# Buying New Board (Never Summer Proto vs Lib Tech TRS vs Burton Custom Twin)



## SnowDragon (Apr 23, 2012)

The Ripsaw doesn't really suit the type of riding you do.
The Proto TT is the most boring board I have ever ridden - no pop.
I would definitely get a Funslinger for the type of riding you do - much better than the Proto.

Lib Tech TRS is a fun board. But it has an extruded base for a sintered base price, and no, you don't need magnetraction for where you plan to ride. GNU Space Case is the better choice for your riding style.

I haven't ridden the other two boards on your list.


----------



## BuckarooBanzai (Feb 2, 2017)

This guy's video reviews might be helpful based on the boards you are looking at and others are suggesting: Find Snowboard Reviews - Board Archive


----------



## Andi7808 (Sep 15, 2016)

I have ridden all of this boards , proto type two is the best ! Very , very fun board and 3 times more pop than trs . Trs is dead under your feat ! 


Sent from my iPad using Tapatalk Pro


----------



## MMSlasher (Mar 18, 2016)

Search these forums for the Proto, it seems like a common complaint is that the board has no pop unlike what Andi above me said. I've never ridden it, but it sounds like you want some pop.


----------



## Andi7808 (Sep 15, 2016)

Ripsaw profile of never summer has more aggressive camber than xc2 and c2 of Marvin , and logical ripsaw profile has more pop than xc2 profile !


Sent from my iPad using Tapatalk Pro


----------



## pointblank (Feb 26, 2015)

I would get the Huck Knife or the Custom Twin in purepop Camber not flying V. Loads of pop on these boards.


----------



## Phedder (Sep 13, 2014)

Andi7808 said:


> I have ridden all of this boards , proto type two is the best ! Very , very fun board and 3 times more pop than trs . Trs is dead under your feat !
> 
> 
> Sent from my iPad using Tapatalk Pro


How many days on your Proto TT? At first I thought the pop was okay, but after 15 days or so it just became more and more work to get any kind of return from it. Good all-around snowboard in many aspects, pop is not one of them. 

@ZA1166, I'd return all 3 of those boards and push you towards either the Huck Knife or Lago Double Barrel in a 155, which is 40% off for this weekend - https://www.lagosnowboards.com/products/2017-double-barrel

I've owned a Proto TT, ridden a custom (not twin) flying V and TRS. If you like Jumps, and turning everywhere you ride into a park, those aren't the boards for you. Yes they're playful, but they're not jumpers. I've probably put 30 days on my 158W Huck Knife this season and absolutely love it, it was the replacement for my Proto TT. Tonnes of pop, lively, responsive, with just enough rocker in the tip and tail to make it a little forgiving and butter well, huge sweet spot to hold a press. I paid $700+ NZD for the Proto, and $180CAD for the Huck Knife, and the Huck Knife shits all over the proto for All mountain freestyle. Only time I'd recommend the Proto instead is for carving and dampness, which it doesn't sound like that's what you prioritize.

- Entries provided -
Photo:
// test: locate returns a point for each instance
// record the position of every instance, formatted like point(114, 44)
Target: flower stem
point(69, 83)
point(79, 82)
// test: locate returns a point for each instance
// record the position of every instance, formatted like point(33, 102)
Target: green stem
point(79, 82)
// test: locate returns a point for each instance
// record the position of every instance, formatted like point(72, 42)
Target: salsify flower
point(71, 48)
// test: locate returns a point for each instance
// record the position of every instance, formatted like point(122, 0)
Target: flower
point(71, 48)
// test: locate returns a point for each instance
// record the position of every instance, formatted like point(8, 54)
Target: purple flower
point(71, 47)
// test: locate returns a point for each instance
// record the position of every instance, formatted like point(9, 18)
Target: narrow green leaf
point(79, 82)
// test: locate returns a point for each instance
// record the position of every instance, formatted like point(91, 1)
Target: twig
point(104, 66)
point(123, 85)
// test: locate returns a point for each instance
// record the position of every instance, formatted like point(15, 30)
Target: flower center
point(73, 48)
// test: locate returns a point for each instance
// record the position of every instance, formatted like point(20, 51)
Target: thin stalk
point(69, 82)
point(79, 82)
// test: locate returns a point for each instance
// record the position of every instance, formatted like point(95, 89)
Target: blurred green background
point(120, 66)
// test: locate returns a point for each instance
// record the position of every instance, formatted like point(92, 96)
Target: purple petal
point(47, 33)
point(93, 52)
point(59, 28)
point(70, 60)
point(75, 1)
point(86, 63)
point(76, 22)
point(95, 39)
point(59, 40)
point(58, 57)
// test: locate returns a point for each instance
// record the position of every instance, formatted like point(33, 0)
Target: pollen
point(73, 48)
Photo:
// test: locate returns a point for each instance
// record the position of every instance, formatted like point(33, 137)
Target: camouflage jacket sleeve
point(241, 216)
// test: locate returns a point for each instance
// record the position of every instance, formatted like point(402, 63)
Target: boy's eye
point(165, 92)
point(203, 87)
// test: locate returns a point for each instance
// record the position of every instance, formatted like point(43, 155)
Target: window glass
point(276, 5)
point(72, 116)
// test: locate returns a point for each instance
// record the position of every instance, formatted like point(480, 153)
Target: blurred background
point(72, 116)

- Task objective -
Rewrite the snowboard thread starting at "The Ripsaw doesn't" and ending at "on your list.", replacing "Funslinger" with "Huck Knife".

- Solution for this exercise -
The Ripsaw doesn't really suit the type of riding you do.
The Proto TT is the most boring board I have ever ridden - no pop.
I would definitely get a Huck Knife for the type of riding you do - much better than the Proto.

Lib Tech TRS is a fun board. But it has an extruded base for a sintered base price, and no, you don't need magnetraction for where you plan to ride. GNU Space Case is the better choice for your riding style.

I haven't ridden the other two boards on your list.